(Source records)
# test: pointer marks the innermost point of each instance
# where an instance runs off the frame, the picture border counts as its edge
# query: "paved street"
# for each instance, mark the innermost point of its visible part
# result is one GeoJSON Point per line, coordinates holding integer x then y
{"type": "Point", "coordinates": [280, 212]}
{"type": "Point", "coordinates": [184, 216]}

## [Description of the task]
Render the records above as a two-column CSV with the headers text and answer, giving one row per record. Put each field in quotation marks and replace its line breaks with spaces.

## [Task response]
text,answer
"# test: pointer marks the innermost point of each instance # where an instance runs off the frame, the picture border counts as its edge # query: ""paved street"" # for each instance, mark the innermost point of its visible part # result is one GeoJSON Point per line, coordinates holding integer x then y","{""type"": ""Point"", ""coordinates"": [280, 212]} {""type"": ""Point"", ""coordinates"": [184, 216]}"